Repeat the passage of the court opinion word for word, starting with "1. It is alleged" and going on through "for that reason.".
++++ Extracted text ++++
116 P.2d 854 | Wyo. | 1941
This is an action in mandamus brought by the relator for the purpose of compelling the defendant, mayor of the City of Casper, Wyoming, to reinstate him in the office of chief of police (marshall) of that city, and for general relief. It appears that relator was appointed to that office in January, 1936, to serve to the end of 1937. He was dismissed from office for incompetency and neglect of duties about May 27 or May 29, 1937. This action was commenced on July 24, 1937. After the filing of several pleadings by the defendant, and the action of the court thereon, the defendant filed a second amended answer on August 17, 1938. A demurrer was filed thereto on the ground that it fails to state a defense. The demurrer was sustained and the defendant electing to stand upon his answer, judgment was entered on April 19, 1940, merely to the effect that "the relator was wrongfully and unlawfully removed from office as marshall or chief of police of the city of Casper, and that the order and notice of such removal were void and of no force or effect." From that judgment the defendant has brought proceedings in error.
1. It is alleged in the second amended answer of the defendant that on June 1st, 1937, three days after formal notice of dismissal was given to the relator, one Will Clark was appointed as chief of police of the city of Casper; that the appointment was confirmed by the city council of Casper; that he duly qualified and ever since that time has been chief of police of Casper and has been paid the salary of the office. It is contended by the defendant that mandamus is not the proper remedy for reinstatement to an office, if another occupies it; that since the occupancy of the office in question by another duly appears by the second amended *315 petition, the demurrer thereto should have been overruled for that reason.
The authorities do not seem to be in harmony. Dillon, Municipal Corporations (5th ed.) Sec. 487, states that if the "person wrongfully removed is a public officer * * * and if the office has been filled by the appointment of another person, the actual incumbent of the office is entitled to be heard, and under the rule that title to office cannot be determined by mandamus, the remedy of the person alleged to have been wrongfully removed is by quo warranto and not by mandamus." High on Extraordinary Legal Remedies (3rd ed.) Sec. 49, states that the "rule may now be regarded as established by an overwhelming current of authority that when an office is already filled by an actual incumbent, exercising the function of the office de facto and under color of right, mandamus will not lie to compel the admission of another claimant, or to determine the disputed question of title." So Mechem on Public Officers, Sec. 346, states that "where an office is already filled by an officer de facto who is discharging its duties, mandamus will not lie to compel the admission of one claiming to be the officer de jure, but resort must be had to quo warranto." A late case on the subject, which cites many other cases, and holds the foregoing rule, is State ex rel. v. Kansas City, (Mo.)
++++ Information given ++++
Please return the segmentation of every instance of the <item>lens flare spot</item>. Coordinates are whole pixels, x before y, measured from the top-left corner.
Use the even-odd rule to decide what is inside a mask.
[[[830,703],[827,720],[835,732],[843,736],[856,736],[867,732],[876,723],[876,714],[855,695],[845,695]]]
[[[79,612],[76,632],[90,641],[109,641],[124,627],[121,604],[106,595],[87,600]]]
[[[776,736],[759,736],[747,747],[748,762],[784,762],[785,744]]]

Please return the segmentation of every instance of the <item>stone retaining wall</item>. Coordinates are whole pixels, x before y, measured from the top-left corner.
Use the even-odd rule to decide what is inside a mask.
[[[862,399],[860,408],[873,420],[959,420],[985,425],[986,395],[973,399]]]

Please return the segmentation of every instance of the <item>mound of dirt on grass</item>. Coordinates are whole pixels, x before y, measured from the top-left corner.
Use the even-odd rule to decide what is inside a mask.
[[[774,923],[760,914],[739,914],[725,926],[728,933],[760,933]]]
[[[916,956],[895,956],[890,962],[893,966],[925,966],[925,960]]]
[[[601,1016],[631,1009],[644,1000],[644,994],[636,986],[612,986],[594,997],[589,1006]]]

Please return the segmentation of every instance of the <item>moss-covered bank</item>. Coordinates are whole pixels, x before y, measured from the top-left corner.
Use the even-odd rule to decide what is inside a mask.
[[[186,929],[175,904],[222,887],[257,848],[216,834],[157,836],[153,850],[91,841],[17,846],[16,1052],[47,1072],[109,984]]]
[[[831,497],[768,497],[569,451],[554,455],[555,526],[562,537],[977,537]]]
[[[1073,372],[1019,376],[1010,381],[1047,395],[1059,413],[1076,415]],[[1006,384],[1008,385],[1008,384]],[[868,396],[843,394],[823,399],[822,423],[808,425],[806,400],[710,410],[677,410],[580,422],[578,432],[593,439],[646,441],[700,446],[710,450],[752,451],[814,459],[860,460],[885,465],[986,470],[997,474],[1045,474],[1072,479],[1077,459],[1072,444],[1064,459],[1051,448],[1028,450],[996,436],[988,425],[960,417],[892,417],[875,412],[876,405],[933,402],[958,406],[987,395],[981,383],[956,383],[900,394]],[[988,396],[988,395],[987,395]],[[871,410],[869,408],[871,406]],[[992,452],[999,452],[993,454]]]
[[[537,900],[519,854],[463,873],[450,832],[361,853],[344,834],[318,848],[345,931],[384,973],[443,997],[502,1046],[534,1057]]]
++++
**Task answer**
1. It is alleged in the second amended answer of the defendant that on June 1st, 1937, three days after formal notice of dismissal was given to the relator, one Will Clark was appointed as chief of police of the city of Casper; that the appointment was confirmed by the city council of Casper; that he duly qualified and ever since that time has been chief of police of Casper and has been paid the salary of the office. It is contended by the defendant that mandamus is not the proper remedy for reinstatement to an office, if another occupies it; that since the occupancy of the office in question by another duly appears by the second amended *315 petition, the demurrer thereto should have been overruled for that reason.